*Given entries*.

┌──

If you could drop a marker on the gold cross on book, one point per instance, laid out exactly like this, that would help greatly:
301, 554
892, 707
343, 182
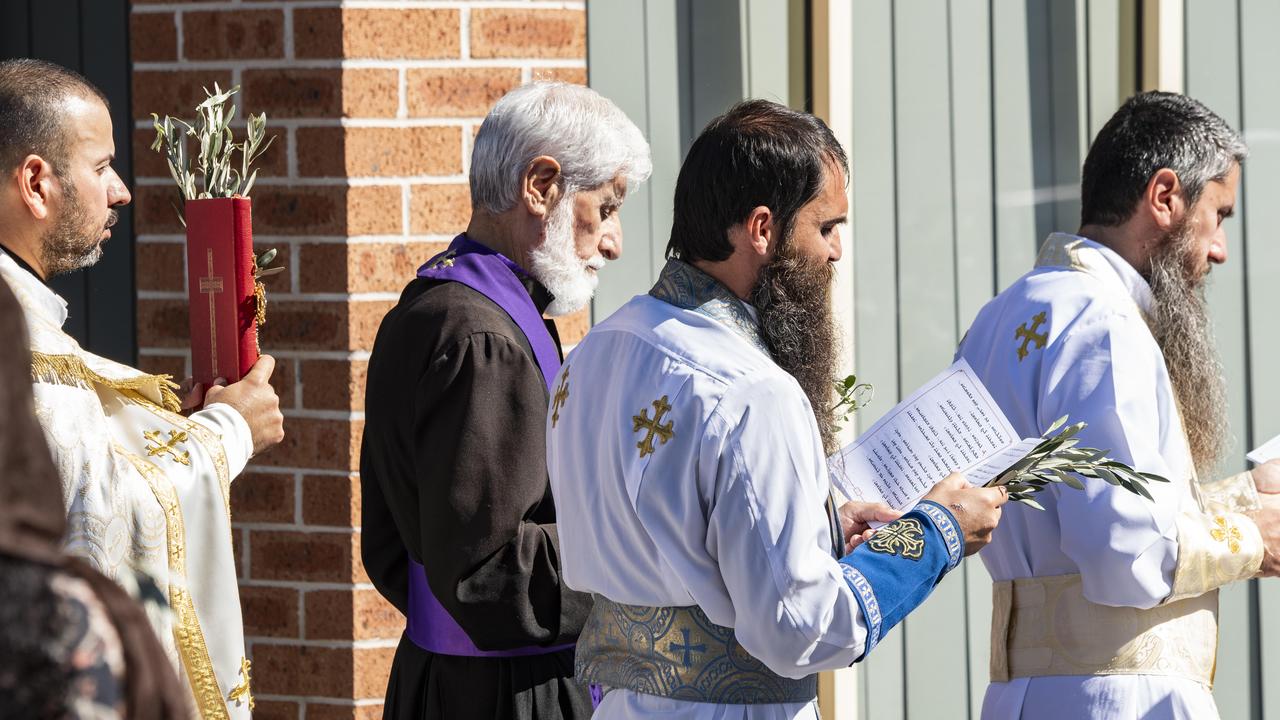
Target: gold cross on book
167, 446
211, 285
653, 427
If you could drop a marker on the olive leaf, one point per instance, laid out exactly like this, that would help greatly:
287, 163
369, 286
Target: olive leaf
211, 171
1060, 460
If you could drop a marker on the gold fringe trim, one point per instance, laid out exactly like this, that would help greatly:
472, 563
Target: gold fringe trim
71, 370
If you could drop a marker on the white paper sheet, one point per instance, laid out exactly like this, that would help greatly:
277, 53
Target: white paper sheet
950, 424
1269, 450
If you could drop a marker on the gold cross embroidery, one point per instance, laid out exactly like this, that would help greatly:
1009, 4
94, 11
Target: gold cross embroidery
442, 261
653, 427
1031, 336
561, 396
241, 693
167, 446
1228, 533
903, 537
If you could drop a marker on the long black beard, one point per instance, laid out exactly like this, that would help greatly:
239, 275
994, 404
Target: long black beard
792, 299
1185, 336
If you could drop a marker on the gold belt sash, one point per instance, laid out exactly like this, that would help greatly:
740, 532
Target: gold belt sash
1046, 627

└──

*Set exercise*. Write out every row above word for word, leaving out the pictures.

*Result of the exercise*.
If you could drop a marker on the gold cross on book, one point per instance, laid out exactly like this, that would help greatly:
301, 554
892, 707
343, 182
Target: gold cross on book
167, 446
211, 285
653, 427
If you could drop a marker on the olive leaf, one point per instance, laid out exactly like this, that would help greatly:
287, 163
369, 286
Target: olive leaf
211, 171
1060, 460
If you could drop a marker on the gold fringe trim, one point per instance, laid out exactly like this, that would help greatly:
472, 563
Target: gold fringe trim
71, 370
If you could drop a marker on the white paper sheet, one point per instance, laid out exactly like this, that would help greatly:
277, 53
Target: white paper sheet
950, 424
1269, 450
If you could drop a marker on the gold cross embroidery, one point per instance, laid out exactly like this, that would help greatly:
1009, 4
94, 11
Target: gold cross embroidery
442, 261
653, 427
1031, 336
561, 396
241, 693
167, 446
1228, 533
903, 537
If you could drop a marker on the long black beard, one point per instance, laid out exactly like this, that would help greatly:
239, 275
994, 404
Target: long black beard
792, 299
1185, 336
If you could drop a marker on the gold belt sash, one point per instance, laid out exactly like this, that would help greatly:
740, 532
Target: gold belt sash
1046, 627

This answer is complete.